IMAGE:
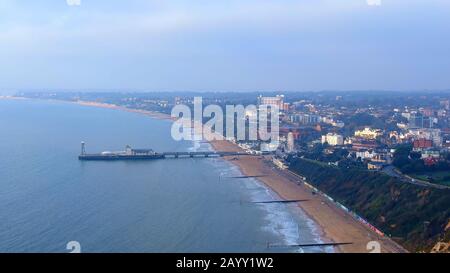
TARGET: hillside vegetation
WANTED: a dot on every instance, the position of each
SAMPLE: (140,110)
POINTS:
(414,216)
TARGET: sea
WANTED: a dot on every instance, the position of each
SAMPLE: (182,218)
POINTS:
(49,200)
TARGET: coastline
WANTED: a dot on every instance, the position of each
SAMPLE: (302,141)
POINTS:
(333,223)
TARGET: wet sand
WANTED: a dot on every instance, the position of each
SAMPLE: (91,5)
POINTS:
* * * * * * *
◆ **WHAT THE TASK REQUIRES**
In the copy, include all records verbatim but no images.

◆ **THE OUTPUT**
IMAGE:
TARGET: hillside vegetation
WANTED: a dot on every instance, the position of each
SAMPLE: (140,110)
POINTS:
(414,216)
TARGET: sea
WANTED: a dot on every instance, the position of each
SAMPLE: (182,218)
POINTS:
(49,200)
TARGET: coastline
WANTED: a dot on every instance, the position of each
SAMPLE: (302,141)
POINTS:
(333,223)
TARGET: wet sand
WANTED: a dot on every instance, the position of each
SAMPLE: (91,5)
POINTS:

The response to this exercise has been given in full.